Exercise:
Pick out every line in the listing below that contains the word "trunk", and copy each of those lines in full.

Entries shown:

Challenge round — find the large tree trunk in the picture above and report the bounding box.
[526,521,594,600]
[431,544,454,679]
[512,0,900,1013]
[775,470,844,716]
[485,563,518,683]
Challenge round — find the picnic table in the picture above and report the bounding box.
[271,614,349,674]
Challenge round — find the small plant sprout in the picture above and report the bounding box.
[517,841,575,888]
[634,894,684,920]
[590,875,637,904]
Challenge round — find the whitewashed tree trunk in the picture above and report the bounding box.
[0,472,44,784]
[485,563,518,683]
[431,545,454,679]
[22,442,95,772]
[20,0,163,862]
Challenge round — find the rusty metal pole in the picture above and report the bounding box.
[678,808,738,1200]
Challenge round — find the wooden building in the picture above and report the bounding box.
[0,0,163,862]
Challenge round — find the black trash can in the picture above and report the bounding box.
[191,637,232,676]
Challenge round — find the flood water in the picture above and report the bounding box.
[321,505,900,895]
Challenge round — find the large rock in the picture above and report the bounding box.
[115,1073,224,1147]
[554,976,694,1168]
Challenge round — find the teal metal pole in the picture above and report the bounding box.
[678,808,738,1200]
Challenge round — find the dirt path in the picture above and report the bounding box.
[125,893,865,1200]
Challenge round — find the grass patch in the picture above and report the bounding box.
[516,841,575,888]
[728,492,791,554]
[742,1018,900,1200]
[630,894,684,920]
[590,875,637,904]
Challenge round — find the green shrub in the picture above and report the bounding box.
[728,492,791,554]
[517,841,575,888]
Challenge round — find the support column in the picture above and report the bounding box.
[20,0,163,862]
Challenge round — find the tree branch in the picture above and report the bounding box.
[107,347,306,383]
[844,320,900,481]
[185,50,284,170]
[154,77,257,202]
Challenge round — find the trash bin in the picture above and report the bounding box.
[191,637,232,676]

Written response:
Challenge round — find the large tree trunk in the picture above and report the bounding box.
Challenge round — find the whitewashed tree trunk in the picture above and report the bounding box.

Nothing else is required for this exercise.